Task instructions: From the records below, pick out each line that contains the string "every" and copy those lines out unchanged.

[start]

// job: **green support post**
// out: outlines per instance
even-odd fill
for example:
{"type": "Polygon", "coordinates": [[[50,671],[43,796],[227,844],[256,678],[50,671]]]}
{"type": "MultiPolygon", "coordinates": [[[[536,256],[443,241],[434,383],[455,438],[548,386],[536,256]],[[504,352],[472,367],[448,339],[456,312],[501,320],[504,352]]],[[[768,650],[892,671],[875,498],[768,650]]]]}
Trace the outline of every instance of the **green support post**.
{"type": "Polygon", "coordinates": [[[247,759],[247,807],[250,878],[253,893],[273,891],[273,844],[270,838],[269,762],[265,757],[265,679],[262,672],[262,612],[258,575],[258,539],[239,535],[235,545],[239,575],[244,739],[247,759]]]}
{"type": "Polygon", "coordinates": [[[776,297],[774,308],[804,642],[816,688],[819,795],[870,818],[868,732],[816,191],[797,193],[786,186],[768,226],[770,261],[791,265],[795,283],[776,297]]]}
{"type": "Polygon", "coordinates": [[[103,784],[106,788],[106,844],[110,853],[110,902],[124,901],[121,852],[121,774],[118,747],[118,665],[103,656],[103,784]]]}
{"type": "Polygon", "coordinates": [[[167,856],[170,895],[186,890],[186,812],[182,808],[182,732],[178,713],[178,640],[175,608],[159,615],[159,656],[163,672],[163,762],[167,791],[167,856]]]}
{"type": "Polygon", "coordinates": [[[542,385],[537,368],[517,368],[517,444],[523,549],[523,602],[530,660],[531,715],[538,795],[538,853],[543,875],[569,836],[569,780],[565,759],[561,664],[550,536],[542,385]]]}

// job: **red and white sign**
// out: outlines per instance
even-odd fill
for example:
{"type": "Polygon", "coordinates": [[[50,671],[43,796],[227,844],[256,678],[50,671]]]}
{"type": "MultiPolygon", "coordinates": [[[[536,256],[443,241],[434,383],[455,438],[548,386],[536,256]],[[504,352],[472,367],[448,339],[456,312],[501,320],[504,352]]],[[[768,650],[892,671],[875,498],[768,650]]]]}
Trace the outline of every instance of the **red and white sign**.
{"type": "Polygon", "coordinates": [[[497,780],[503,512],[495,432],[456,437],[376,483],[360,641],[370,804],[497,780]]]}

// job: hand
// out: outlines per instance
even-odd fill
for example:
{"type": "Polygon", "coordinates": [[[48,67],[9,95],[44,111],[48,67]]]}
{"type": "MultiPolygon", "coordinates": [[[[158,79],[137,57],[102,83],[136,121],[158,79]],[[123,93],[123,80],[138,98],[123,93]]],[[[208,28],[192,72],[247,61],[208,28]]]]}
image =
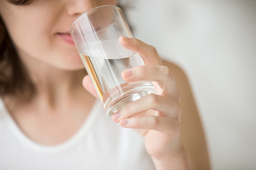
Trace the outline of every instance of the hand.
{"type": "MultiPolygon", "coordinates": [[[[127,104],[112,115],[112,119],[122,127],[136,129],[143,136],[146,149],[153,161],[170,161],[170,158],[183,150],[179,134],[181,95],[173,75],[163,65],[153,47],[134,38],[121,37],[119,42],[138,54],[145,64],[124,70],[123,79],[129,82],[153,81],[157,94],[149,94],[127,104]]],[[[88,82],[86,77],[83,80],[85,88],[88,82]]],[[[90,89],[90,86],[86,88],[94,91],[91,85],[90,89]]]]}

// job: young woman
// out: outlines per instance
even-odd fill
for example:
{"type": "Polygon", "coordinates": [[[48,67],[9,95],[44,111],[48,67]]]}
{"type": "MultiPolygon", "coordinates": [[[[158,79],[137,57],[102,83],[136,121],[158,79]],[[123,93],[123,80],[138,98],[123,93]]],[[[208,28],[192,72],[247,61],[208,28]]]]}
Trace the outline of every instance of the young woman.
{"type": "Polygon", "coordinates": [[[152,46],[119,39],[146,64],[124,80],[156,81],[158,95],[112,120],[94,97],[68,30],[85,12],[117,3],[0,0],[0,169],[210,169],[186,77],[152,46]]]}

[end]
[start]

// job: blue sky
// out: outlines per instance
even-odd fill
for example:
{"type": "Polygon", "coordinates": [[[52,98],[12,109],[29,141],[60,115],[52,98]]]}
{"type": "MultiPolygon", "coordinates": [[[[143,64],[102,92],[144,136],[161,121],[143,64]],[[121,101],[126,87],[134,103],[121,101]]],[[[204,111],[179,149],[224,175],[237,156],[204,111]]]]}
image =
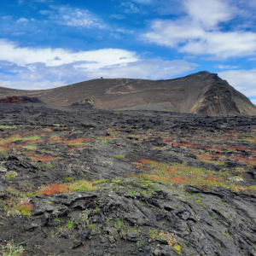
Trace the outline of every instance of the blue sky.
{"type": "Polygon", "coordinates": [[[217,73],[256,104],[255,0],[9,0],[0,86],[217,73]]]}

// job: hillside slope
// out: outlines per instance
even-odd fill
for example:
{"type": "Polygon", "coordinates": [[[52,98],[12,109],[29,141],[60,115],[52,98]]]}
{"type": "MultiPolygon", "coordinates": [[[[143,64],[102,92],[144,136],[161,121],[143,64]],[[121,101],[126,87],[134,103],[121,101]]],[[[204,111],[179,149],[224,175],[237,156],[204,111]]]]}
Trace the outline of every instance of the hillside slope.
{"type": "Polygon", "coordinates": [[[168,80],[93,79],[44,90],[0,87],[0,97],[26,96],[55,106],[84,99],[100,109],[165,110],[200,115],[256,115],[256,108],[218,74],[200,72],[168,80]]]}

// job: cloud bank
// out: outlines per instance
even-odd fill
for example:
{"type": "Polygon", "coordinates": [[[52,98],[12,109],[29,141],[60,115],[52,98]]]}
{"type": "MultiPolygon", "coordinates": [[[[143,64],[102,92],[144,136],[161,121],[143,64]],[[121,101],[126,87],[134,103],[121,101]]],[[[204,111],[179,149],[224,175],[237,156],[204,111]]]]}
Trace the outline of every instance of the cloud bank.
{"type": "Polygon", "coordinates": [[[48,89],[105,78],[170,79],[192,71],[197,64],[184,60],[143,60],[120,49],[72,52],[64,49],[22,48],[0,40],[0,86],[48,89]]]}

[end]

Exercise solution:
Trace the outline of every instance of the **green support post**.
Trace the outline of every instance of the **red and white sign**.
Trace the outline of every instance of the hand.
Trace the outline of every instance of the young woman.
Trace the outline of every instance of the blue sky.
Trace the outline of every instance of the hillside slope.
Trace the outline of every instance of the cloud bank.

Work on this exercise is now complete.